Speed up oriented bounding box (OBB) overlap test

SeanCurtis-TRI commented 4 weeks ago

Is your feature request related to a problem? Please describe. Because we advocate using compliant hydroelastics as the preferred mode of contact, the tet-tet pair culling is incredibly important. We use an oriented bounding box (OBB) bounding volume hierarchy (BVH) to "quickly" cull as many tet-pair candidates as possible. As such, we test pairs of OBBs for overlapping a lot.

Even if we make no algorithmic changes to how we cull tet pairs, simply speeding up the overlapping test should yield dividends.

Describe the solution you'd like The OBB overlap test lends itself well to SIMD performance improvements. (Its search for separating planes naturally partitions into parallel lumps of computation suitable for SIMD). We should offer up a SIMD implementation.

The SIMD implementation needs the same kind of fallback that the rotation matrix multiplication has (i.e., support for when run on a system where SIMD is not available).

--- PROMPT 1 ---
In the records, from the line with "Where can the cherry" through the end of the records, change "cherry blossom" to "plum blossom". Leave everything else unchanged, and return only those lines.
The GitHub issue and the records are unrelated material.

--- MATERIAL TO PROCESS ---
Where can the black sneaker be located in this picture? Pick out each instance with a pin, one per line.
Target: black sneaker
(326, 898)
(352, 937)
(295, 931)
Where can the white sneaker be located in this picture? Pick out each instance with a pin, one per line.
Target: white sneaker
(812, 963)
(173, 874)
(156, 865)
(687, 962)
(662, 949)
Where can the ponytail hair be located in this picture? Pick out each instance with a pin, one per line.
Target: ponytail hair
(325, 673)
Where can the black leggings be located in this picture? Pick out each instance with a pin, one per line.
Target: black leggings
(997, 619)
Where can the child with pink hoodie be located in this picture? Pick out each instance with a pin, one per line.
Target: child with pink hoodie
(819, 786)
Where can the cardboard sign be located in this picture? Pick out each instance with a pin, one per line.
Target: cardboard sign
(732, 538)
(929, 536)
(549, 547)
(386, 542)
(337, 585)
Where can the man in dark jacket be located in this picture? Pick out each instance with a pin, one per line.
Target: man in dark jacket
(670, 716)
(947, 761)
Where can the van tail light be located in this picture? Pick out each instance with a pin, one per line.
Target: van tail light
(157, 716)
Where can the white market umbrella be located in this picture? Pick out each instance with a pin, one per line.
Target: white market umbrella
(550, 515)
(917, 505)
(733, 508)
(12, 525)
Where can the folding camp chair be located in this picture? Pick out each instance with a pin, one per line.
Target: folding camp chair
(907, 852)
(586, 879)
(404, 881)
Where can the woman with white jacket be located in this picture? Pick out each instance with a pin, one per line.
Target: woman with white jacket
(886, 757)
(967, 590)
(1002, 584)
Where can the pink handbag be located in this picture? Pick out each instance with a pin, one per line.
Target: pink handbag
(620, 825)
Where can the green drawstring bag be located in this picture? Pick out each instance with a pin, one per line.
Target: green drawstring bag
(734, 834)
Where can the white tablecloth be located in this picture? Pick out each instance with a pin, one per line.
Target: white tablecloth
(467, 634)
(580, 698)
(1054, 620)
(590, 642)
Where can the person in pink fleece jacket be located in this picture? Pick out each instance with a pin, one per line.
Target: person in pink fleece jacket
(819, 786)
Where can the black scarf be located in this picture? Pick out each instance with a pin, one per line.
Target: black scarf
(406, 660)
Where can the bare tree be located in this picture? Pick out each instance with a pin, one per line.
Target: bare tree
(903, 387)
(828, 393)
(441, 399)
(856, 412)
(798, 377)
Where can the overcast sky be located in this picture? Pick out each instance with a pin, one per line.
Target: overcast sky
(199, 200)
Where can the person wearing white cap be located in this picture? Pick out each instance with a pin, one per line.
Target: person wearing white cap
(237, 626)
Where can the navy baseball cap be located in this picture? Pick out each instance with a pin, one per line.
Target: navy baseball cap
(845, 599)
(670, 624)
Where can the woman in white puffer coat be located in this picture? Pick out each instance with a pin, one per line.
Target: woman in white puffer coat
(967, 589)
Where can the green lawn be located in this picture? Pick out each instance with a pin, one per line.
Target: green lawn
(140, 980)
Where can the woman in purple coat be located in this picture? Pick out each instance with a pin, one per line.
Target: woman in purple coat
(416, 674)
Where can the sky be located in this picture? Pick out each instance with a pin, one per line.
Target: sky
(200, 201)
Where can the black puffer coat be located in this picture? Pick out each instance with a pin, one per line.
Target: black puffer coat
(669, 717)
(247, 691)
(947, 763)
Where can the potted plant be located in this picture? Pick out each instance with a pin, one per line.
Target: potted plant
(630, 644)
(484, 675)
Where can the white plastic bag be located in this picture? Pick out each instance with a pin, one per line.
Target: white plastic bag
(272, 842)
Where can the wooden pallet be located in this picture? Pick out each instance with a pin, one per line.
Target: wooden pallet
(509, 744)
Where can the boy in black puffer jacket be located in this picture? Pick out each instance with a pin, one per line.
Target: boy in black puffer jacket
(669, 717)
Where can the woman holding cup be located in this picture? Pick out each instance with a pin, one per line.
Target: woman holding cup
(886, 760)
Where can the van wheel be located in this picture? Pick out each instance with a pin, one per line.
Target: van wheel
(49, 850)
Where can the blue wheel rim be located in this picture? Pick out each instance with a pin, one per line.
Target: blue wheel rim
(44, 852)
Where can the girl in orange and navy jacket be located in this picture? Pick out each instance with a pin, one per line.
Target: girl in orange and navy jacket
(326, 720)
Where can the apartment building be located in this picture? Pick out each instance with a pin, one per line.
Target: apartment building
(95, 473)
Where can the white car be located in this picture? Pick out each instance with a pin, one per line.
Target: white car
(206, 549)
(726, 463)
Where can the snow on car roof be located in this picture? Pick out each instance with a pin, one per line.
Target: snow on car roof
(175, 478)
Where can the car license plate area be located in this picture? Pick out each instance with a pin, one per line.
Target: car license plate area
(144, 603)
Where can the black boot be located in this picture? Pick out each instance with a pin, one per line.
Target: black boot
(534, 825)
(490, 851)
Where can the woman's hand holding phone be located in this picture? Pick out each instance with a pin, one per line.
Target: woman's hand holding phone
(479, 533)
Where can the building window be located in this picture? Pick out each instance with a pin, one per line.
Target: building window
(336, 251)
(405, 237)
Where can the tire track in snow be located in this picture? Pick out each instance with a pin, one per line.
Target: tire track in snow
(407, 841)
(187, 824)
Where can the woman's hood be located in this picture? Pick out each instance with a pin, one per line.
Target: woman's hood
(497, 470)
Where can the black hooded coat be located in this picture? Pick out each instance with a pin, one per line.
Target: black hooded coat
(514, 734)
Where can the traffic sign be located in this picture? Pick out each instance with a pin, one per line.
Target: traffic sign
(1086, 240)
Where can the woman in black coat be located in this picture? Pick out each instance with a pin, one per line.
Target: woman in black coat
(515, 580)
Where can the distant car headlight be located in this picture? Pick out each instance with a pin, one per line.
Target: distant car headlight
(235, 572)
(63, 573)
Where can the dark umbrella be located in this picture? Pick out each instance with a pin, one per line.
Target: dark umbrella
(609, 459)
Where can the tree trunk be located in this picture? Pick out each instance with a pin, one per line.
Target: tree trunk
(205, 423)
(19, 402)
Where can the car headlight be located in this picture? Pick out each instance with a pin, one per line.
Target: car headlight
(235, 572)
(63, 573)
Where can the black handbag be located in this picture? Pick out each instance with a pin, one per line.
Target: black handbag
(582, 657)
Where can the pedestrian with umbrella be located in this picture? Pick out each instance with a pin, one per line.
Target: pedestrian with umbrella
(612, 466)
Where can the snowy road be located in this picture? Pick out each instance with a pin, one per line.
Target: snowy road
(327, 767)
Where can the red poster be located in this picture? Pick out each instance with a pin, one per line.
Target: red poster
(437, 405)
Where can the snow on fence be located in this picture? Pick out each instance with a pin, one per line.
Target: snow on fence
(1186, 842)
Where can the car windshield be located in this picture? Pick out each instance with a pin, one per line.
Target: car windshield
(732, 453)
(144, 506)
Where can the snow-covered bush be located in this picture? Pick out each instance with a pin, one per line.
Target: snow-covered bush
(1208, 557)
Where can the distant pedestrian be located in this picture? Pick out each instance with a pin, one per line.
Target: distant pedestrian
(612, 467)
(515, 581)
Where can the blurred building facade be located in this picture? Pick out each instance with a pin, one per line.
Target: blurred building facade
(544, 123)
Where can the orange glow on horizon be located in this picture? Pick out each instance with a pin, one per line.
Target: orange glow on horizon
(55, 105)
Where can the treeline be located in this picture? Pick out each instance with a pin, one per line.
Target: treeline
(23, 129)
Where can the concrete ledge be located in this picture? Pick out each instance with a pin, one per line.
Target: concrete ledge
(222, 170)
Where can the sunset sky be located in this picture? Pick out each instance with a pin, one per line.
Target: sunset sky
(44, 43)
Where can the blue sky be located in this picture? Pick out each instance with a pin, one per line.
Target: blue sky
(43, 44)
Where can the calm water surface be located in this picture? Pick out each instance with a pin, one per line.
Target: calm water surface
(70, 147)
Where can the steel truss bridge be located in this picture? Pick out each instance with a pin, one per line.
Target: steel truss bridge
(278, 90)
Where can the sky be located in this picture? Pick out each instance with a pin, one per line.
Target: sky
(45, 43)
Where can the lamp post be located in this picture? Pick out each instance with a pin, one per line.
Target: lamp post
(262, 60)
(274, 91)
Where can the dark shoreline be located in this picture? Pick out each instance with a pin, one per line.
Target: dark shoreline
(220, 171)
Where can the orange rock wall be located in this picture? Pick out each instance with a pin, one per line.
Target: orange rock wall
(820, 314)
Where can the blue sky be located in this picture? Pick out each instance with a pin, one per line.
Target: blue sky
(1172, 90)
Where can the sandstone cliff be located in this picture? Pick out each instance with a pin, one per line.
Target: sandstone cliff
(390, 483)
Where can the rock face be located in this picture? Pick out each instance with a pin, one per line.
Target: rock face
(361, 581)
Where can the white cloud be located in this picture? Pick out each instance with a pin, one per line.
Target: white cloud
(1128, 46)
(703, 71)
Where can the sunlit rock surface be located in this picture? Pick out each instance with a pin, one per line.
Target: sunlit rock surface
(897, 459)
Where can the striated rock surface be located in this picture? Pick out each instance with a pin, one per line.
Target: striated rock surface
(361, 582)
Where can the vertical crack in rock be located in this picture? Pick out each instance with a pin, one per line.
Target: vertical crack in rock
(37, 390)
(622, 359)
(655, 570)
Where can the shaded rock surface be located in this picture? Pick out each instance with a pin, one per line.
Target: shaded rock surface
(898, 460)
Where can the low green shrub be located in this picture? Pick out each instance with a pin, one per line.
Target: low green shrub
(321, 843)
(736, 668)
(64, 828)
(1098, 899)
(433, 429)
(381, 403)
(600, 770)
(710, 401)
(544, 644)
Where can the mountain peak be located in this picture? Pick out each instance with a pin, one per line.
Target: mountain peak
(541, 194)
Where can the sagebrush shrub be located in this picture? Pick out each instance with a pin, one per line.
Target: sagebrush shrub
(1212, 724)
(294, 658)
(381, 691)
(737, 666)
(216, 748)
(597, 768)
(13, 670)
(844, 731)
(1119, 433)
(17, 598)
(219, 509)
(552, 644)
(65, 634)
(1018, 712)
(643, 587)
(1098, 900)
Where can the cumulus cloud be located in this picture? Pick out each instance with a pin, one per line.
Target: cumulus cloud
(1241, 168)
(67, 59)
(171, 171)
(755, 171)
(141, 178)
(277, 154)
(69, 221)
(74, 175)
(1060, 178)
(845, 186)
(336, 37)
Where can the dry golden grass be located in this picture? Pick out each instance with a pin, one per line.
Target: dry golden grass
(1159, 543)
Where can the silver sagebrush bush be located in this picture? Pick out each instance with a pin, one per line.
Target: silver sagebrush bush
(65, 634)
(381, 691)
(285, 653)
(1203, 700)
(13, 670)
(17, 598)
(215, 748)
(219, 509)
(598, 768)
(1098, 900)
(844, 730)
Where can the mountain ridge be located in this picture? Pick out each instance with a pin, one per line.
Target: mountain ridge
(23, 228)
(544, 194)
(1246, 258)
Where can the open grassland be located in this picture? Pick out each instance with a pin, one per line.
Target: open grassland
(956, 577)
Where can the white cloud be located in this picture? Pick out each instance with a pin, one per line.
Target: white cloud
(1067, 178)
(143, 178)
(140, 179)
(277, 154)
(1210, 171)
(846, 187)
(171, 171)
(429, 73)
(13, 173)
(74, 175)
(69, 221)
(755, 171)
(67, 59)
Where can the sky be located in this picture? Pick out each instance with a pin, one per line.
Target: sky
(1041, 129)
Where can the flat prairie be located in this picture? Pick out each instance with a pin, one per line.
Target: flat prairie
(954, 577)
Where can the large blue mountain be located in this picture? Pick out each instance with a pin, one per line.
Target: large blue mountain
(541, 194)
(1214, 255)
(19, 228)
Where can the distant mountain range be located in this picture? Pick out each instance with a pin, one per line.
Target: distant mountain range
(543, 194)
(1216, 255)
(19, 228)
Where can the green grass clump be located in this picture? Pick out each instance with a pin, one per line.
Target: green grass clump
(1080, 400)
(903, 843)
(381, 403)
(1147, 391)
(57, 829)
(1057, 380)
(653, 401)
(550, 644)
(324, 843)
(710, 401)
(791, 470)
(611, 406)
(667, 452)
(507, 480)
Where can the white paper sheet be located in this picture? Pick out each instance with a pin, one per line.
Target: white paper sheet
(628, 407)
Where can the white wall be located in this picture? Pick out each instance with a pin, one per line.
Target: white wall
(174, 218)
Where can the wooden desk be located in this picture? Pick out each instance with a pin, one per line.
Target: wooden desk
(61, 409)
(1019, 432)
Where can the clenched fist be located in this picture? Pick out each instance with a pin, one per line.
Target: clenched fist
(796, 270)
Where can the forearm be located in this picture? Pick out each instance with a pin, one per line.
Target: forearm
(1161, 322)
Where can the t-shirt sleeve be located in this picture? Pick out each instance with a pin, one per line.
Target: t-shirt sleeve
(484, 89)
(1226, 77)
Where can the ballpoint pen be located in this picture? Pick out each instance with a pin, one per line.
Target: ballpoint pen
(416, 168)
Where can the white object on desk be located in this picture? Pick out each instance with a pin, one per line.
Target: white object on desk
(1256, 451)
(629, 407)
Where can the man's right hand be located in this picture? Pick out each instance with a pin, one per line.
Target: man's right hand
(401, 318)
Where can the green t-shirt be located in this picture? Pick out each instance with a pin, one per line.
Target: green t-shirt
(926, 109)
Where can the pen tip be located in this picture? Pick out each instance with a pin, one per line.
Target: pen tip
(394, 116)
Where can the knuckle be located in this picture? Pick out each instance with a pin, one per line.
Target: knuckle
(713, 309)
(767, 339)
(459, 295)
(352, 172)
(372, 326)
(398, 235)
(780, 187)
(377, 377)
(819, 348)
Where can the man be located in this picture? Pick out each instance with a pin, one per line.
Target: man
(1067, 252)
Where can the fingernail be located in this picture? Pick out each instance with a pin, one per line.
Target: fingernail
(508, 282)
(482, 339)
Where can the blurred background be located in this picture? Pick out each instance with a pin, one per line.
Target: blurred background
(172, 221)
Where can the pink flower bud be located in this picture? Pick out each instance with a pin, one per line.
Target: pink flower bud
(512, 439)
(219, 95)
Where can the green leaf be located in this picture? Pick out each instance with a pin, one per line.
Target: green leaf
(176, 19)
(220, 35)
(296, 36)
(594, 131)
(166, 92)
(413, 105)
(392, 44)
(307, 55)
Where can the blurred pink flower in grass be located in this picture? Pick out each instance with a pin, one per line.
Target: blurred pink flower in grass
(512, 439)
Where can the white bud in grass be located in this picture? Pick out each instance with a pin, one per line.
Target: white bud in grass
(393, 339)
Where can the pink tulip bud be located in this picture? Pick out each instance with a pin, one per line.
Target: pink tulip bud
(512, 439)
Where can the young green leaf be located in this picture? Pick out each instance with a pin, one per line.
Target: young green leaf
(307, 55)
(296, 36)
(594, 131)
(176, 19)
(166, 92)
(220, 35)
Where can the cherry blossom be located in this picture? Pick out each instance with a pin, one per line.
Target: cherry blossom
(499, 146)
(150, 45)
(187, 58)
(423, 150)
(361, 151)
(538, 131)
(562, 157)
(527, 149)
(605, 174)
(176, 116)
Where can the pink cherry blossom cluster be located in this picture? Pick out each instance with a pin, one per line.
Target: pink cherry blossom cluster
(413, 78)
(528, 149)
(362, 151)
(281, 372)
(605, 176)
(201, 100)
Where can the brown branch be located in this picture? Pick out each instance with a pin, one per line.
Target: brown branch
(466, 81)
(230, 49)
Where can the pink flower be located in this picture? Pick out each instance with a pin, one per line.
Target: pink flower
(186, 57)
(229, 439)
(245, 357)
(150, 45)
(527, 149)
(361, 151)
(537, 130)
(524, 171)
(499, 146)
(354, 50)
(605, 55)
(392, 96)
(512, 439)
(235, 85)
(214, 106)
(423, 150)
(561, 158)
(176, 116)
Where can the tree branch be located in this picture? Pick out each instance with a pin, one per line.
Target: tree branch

--- PROMPT 2 ---
Write the next part of the issue on speeding up the OBB overlap test, picking up after its last sentence.

--- EXPECTED ANSWER 1 ---
Where can the plum blossom be located in this picture? Pick out each instance with a pin, one per line.
Target: plum blossom
(499, 146)
(150, 45)
(187, 58)
(423, 150)
(361, 151)
(538, 131)
(562, 157)
(527, 149)
(605, 174)
(176, 116)
Where can the pink plum blossom cluster be located in this picture? Pick out each instance with a pin, one per line.
Target: pink plum blossom cluster
(413, 78)
(528, 149)
(362, 151)
(281, 372)
(605, 176)
(201, 100)
Where can the brown branch be located in this picture? Pick out each instance with a pin, one per line.
Target: brown branch
(466, 81)
(230, 49)
Where can the pink flower be located in this picture? Pick out each instance with a pin, one per line.
Target: pink flower
(186, 57)
(229, 439)
(245, 357)
(150, 45)
(527, 149)
(361, 151)
(537, 130)
(524, 171)
(499, 146)
(354, 50)
(605, 55)
(392, 96)
(512, 439)
(235, 85)
(214, 106)
(423, 150)
(561, 158)
(176, 116)
Where can the tree branch be located in this picture? Pick out each instance with a pin, one per line.
Target: tree branch

--- EXPECTED ANSWER 2 ---
In addition, we need some supporting infrastructure:

[x] We need some benchmarking so that we can track performance changes and prevent regression (or, at the very least, feel good about changes).
[x] The unit tests on the OBB overlap code are currently implicit in the test for a different compilation unit. They need to be brought into their own dedicated unit tests.
- [x] #21546

Describe alternatives you've considered We could consider different bounding volume types (spheres, etc.) and different traversal algorithms (parallel, etc.). However, those are much larger endeavors with uncertain return. Generally, OBB overlap is a valuable operation and making it faster is an unfettered good. Even if we end up accelerating compliant hydro contact using a different bounding volume type, this function should still be faster.

jwnimmer-tri commented 4 weeks ago

FYI my proof of concept branch is here: https://github.com/jwnimmer-tri/drake/commits/boxes-overlap/

jwnimmer-tri commented 4 weeks ago

Oh, one other thing I forgot to mention: if we really don't like the how this looks using raw intrinsics, conceivably we could bring in https://github.com/google/highway to write it in a more normal C++ style that would compile down to efficient intrinsics (even better, with cpu-based dispatch to the best routine for that flavor). Hopefully we can skate by without this time, but as we start writing more SIMD, I think it's probable we'll need to add highway eventually.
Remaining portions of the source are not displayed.